## WHAT TO DO
• A. List every keyword given for the radiation biology abstract.
• B. Write the next part of the radiation biology article, picking up after its keyword line.

START DOCUMENT SEGMENT

Functional Genomics and a New Era in Radiation Biology and Oncology

Abstract

Ionizing radiation is a ubiquitous stress to which all life is continuously exposed, and thus complex mechanisms have evolved to regulate cellular responses to radiation, including cell cycle arrest, DNA repair, and programmed cell death. Changes in gene expression shape part of the response to radiation, and have historically provided insight into the underlying mechanisms of that response. However, the advent of microarrays, which can measure expression of all the genes in a cell simultaneously, has transformed the study of gene expression, and is beginning to have an impact on both basic mechanistic and clinical studies. This article provides an overview of concepts in gene expression and microarray technology, and highlights their impacts on the study of radiation biology.

Keywords: functional genomics; ionizing radiation; microarray; oncology; p53.

END DOCUMENT SEGMENT
START DATA EXCERPT

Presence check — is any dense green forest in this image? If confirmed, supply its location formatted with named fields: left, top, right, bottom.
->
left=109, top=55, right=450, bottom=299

END DATA EXCERPT

## YOUR RESPONSES
• A. functional genomics; ionizing radiation; microarray; oncology; p53

• B.
Figure 1

A region of DNA containing a protein-coding gene. A stretch of DNA that may extend several kilobases upstream (before the transcription start site) contains specific DNA sequences (represented by gray boxes on the DNA) where transcription factors, such as p53, NFκB (nuclear factor-kappa B), and AP1, can bind. This area is called the upstream promoter. Binding of transcription factor proteins can either enhance or repress transcription of a gene. The basal promoter is located within about 40 base pairs of the transcription start site, and contains a “TATA box,” a sequence present in all transcribed mammalian genes. The TATA box is bound by TFIID, a complex of many proteins that can recruit other proteins to the site of the gene. The transcription start site is where DNA-dependent RNA polymerase II (pol) binds to the gene and begins transcribing the DNA sequence into messenger RNA (mRNA). The mRNA will then be processed to remove introns (nonprotein coding regions) and the exons (coding sequences, represented by black boxes) will be spliced together. This message can then be translated into protein.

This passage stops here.